> **Material shown**:
____________________

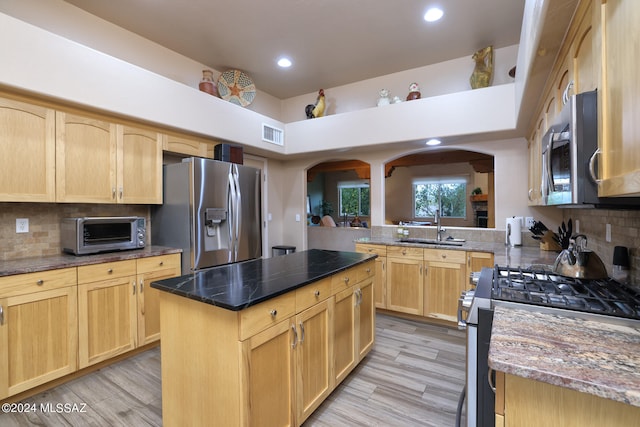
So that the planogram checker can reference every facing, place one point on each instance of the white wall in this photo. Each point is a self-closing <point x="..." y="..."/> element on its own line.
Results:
<point x="434" y="80"/>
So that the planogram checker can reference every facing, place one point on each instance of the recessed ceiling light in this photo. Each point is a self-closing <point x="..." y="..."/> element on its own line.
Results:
<point x="284" y="62"/>
<point x="433" y="14"/>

____________________

> **Exercise requirements**: If a line in the records above has the word "checker", copy it out.

> **Answer space**:
So that the planogram checker can reference every facing, place one point on each instance of the white wall in this photo. Each point is a self-closing <point x="..." y="..."/> element on its own line.
So that the planogram checker can reference every facing, place one point on each instance of the recessed ceiling light in this photo. Each point is a self-closing <point x="..." y="..."/> element on its own line.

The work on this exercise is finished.